● **Work to do**: The entries below should be quoted exactly, with no pictures carried over.

>>>>>

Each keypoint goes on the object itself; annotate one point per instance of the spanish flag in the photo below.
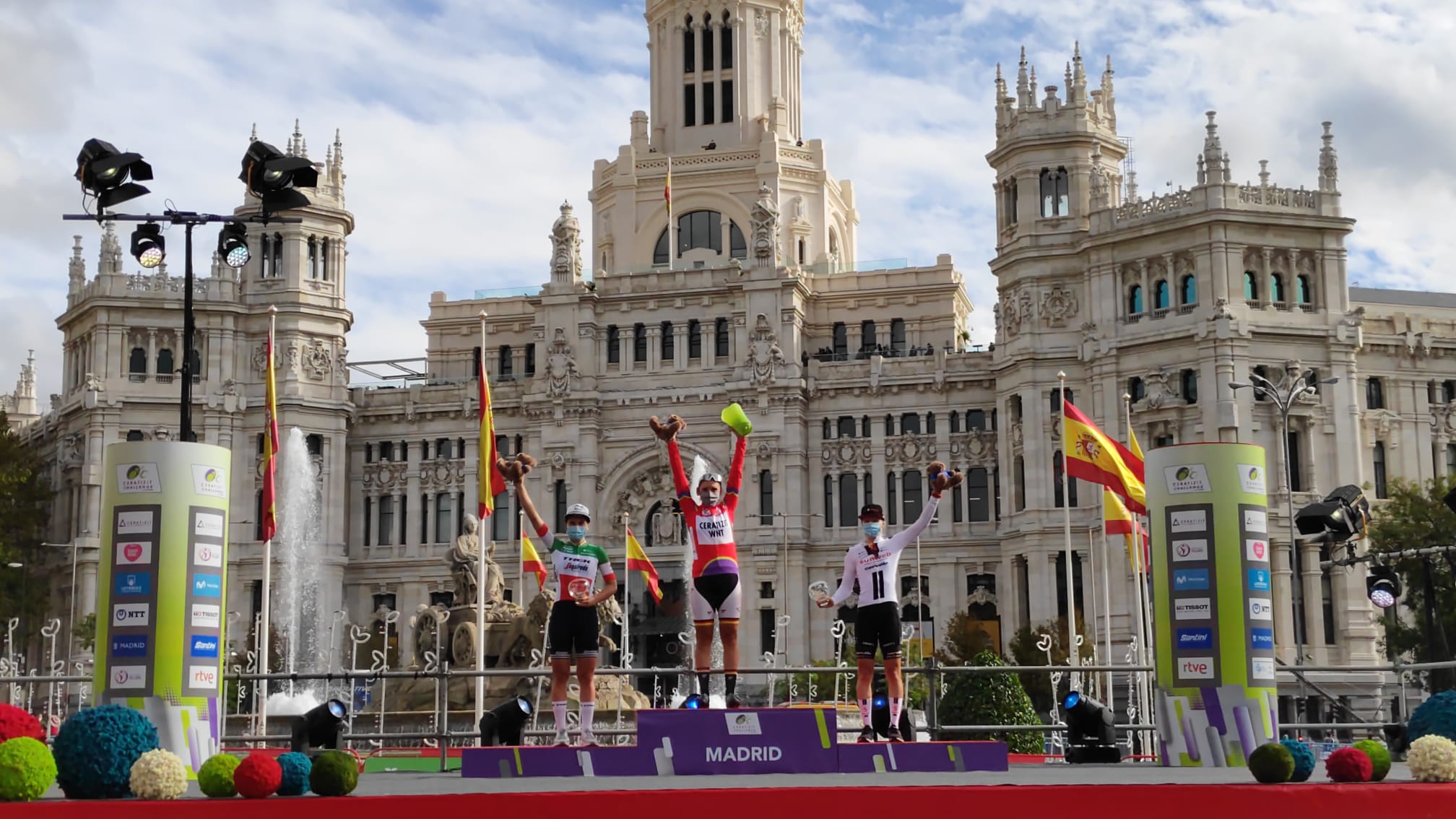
(491, 481)
(532, 561)
(637, 558)
(1097, 458)
(271, 448)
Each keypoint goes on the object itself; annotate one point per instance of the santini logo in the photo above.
(746, 754)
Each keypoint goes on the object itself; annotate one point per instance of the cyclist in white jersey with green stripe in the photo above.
(574, 628)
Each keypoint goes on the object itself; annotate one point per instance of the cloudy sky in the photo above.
(467, 123)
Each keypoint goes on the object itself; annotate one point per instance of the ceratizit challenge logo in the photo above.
(133, 478)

<<<<<

● **Solved exercise**:
Each keypoint goes on the object itself; annotate one point per instance of the spanish flag in the photo below.
(491, 481)
(532, 561)
(637, 558)
(1097, 458)
(271, 448)
Each keypoint goes on the object itself; annotate one point per instance of the santini logo in the photo above.
(746, 754)
Each keypoint goes on the object itself; annotate one point per instance of the cyclist in white jersey with green stripe in the photo above.
(574, 628)
Each keypoint goes on the object itself; annotate one point per instance of the cloudy sky in the photo above.
(467, 123)
Each keypoint goes on the object itself; annotate one point per instance of the ceratizit challenge logo in the photo above.
(133, 478)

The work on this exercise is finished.